■ **Short exercise**
Copy out the data below, replacing each "Segment" with "Outline" and changing nothing else. Leave the pictures out.

•••

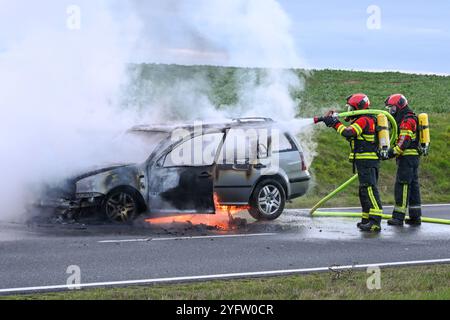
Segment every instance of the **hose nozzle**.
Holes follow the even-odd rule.
[[[325,120],[324,117],[314,117],[314,124],[321,123]]]

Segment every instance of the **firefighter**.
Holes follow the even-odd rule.
[[[389,150],[388,159],[397,159],[395,182],[395,207],[391,226],[403,223],[421,225],[422,208],[419,186],[419,137],[418,118],[410,109],[408,100],[402,94],[394,94],[386,99],[386,108],[395,118],[399,128],[397,145]],[[409,219],[405,216],[409,210]]]
[[[347,98],[349,111],[367,110],[370,107],[369,97],[365,94],[354,94]],[[383,207],[378,192],[378,172],[380,159],[376,144],[376,119],[371,115],[362,115],[346,119],[350,126],[346,127],[332,111],[324,117],[328,127],[347,138],[351,145],[349,160],[353,163],[354,171],[358,171],[359,199],[363,209],[363,219],[358,223],[362,231],[381,231]]]

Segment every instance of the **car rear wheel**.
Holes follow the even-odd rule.
[[[140,213],[141,201],[131,189],[117,189],[106,196],[102,209],[106,218],[114,223],[132,222]]]
[[[284,211],[286,192],[276,180],[258,184],[250,200],[250,215],[256,220],[275,220]]]

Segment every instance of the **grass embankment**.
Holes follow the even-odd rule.
[[[92,289],[7,299],[29,300],[314,300],[450,299],[450,265],[381,270],[381,289],[369,290],[364,271],[205,283]]]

•••

■ **Task response**
Outline every instance of the **hose nozzle**.
Holes follow the even-odd rule.
[[[325,120],[324,117],[314,117],[314,124],[321,123]]]

Outline every instance of the **firefighter**.
Holes follow the even-odd rule.
[[[389,150],[388,159],[397,159],[395,182],[395,207],[391,226],[403,223],[421,225],[422,208],[419,186],[419,137],[418,118],[410,109],[408,100],[402,94],[394,94],[386,99],[386,108],[395,118],[399,128],[397,145]],[[409,219],[405,216],[409,210]]]
[[[347,98],[349,111],[367,110],[370,107],[369,97],[365,94],[354,94]],[[383,207],[378,192],[378,172],[380,159],[376,144],[376,119],[371,115],[362,115],[346,119],[350,126],[346,127],[332,111],[324,117],[328,127],[347,138],[351,145],[349,160],[353,163],[354,171],[358,171],[359,199],[363,209],[363,219],[358,223],[362,231],[381,231]]]

Outline every instance of the **car rear wheel**.
Holes follow the even-odd rule.
[[[140,213],[141,201],[131,189],[117,189],[106,196],[102,209],[106,218],[114,223],[132,222]]]
[[[284,211],[286,192],[276,180],[258,184],[250,200],[250,215],[256,220],[275,220]]]

Outline every instance of the **grass embankment**.
Holes follow the even-odd rule.
[[[92,289],[7,299],[29,300],[314,300],[450,299],[450,265],[381,270],[381,289],[369,290],[364,271],[205,283]]]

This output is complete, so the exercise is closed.